> To do: Please return, with no alterations, the lines below from the very first through the one that contains "Target: glass shelf".

> Data:
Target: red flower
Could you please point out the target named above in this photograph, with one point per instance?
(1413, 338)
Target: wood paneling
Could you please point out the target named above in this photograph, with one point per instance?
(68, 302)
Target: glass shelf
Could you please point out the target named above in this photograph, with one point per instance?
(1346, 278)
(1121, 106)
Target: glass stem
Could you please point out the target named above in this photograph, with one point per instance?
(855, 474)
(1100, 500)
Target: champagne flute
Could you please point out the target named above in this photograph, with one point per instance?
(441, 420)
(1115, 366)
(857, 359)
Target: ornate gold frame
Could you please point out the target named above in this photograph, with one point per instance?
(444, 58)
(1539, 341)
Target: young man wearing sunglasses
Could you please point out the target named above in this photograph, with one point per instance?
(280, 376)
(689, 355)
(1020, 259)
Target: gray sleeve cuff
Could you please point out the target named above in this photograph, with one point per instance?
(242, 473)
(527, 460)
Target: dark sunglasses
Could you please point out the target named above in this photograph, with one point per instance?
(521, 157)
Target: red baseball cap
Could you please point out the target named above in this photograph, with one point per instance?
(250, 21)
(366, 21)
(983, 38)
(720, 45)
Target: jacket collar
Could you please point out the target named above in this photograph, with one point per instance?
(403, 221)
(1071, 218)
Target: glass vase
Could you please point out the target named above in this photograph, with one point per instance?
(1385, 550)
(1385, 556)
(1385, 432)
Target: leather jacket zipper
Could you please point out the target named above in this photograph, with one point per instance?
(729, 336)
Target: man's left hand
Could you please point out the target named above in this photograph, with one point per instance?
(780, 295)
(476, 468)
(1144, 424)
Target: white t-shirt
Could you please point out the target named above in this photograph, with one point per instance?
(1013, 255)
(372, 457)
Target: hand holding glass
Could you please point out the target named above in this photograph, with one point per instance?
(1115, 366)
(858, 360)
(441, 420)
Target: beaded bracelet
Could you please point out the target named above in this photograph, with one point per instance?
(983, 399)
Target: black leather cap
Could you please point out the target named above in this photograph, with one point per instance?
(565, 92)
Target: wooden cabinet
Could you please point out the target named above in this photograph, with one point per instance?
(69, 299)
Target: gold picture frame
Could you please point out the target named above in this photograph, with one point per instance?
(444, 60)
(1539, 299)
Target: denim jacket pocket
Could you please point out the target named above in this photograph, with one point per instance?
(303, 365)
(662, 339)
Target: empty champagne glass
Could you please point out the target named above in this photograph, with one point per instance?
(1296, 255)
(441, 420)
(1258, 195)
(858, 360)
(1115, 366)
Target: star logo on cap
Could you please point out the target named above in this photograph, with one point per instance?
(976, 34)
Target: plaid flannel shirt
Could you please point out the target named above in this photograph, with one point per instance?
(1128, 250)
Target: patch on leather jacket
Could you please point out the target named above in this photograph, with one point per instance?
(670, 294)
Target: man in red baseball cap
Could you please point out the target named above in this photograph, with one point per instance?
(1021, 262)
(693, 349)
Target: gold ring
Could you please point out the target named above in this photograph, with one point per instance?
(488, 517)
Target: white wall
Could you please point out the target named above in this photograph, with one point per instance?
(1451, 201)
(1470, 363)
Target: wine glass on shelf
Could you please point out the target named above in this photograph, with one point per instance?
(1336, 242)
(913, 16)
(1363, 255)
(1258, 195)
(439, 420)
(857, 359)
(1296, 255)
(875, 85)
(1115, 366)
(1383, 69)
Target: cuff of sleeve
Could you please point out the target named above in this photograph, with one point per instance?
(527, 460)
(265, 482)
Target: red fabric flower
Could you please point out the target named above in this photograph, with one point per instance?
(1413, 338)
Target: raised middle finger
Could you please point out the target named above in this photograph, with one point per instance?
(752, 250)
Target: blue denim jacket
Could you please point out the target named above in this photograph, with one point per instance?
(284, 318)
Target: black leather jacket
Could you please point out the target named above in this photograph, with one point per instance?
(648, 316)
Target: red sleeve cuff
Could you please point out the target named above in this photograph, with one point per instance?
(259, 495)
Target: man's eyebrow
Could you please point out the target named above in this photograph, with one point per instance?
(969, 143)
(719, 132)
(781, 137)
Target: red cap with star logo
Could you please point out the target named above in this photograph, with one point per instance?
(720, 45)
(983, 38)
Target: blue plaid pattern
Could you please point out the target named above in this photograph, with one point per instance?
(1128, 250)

> Solution for this task:
Target: red flower
Could you please point out the target named above in this photograph, with one point per instance?
(1413, 338)
Target: wood paneling
Could you please point out the target named above in this photograph, with one point per instance?
(68, 302)
Target: glass shelf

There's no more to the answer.